Excerpt ▸
* * *

Dude, buy your grandma a new sofa before you buy another sub. :biggrin:


----------



## Sporty (Jan 26, 2006)

thats not a picture of him... read the post


----------



## hearse (Oct 20, 2005)

im gonna be leavin in about a hour or so to start pickin shit up. 

how many sheets of mdf im lookin at? 
do i not need silicone or caulk since im fiberglassin the inside. how think of rods and how many. also can i use the fiberglass that looks liek a bunch of white hair? i have a like 3 bags of that chillin here.
i need this type of info


----------



## Sporty (Jan 26, 2006)

> _Originally posted by hearse_@Jul 26 2007, 11:42 AM~8395726
> *im gonna be leavin in about a hour or so to start pickin shit up.
> 
> how many sheets of mdf im lookin at?
> ...


liquid nails wood glue and 1.5 - 2" screws (or if you have a nail gun, use that) to bond the panels...

* * *

Records supplied ▸
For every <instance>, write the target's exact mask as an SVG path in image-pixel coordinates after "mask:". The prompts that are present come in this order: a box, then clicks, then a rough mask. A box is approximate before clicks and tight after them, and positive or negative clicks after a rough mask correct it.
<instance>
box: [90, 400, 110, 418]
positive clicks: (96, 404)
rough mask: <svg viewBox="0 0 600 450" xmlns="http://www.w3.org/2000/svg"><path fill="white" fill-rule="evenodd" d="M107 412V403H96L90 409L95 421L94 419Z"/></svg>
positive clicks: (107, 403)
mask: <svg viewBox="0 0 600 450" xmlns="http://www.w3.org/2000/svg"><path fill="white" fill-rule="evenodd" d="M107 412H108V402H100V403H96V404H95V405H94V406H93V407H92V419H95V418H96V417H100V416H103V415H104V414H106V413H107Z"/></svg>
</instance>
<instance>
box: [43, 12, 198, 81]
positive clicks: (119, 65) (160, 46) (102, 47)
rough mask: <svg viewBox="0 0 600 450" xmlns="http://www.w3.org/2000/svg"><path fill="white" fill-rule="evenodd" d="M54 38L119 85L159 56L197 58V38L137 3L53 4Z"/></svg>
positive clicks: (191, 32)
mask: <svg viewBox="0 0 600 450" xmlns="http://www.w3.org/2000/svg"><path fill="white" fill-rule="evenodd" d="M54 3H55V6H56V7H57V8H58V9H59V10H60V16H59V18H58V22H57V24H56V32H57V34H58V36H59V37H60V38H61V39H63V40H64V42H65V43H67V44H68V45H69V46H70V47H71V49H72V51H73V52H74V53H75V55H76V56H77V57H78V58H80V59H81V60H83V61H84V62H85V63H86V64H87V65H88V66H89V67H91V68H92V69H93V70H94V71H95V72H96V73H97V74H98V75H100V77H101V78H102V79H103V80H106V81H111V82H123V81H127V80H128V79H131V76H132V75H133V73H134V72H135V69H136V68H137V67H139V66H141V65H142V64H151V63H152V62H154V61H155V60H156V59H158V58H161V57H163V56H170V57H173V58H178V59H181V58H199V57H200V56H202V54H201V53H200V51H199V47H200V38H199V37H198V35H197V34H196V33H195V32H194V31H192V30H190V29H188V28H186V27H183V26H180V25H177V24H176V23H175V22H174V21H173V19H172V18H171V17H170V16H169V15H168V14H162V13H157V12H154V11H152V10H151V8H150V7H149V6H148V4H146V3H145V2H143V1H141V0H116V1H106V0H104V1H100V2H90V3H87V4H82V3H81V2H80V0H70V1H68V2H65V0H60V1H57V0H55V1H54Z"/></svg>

* * *

Exercise A ▸
List every material that hearse asks about in the post beginning "im gonna be leavin in about a hour or so" in the forum thread.
Exercise B ▸
In the forum thread, what length of screws does Sporty's reply recommend for bonding the panels?

Problem solution A ▸
MDF sheets, silicone, caulk, rods, fiberglass

Problem solution B ▸
1.5 to 2 inches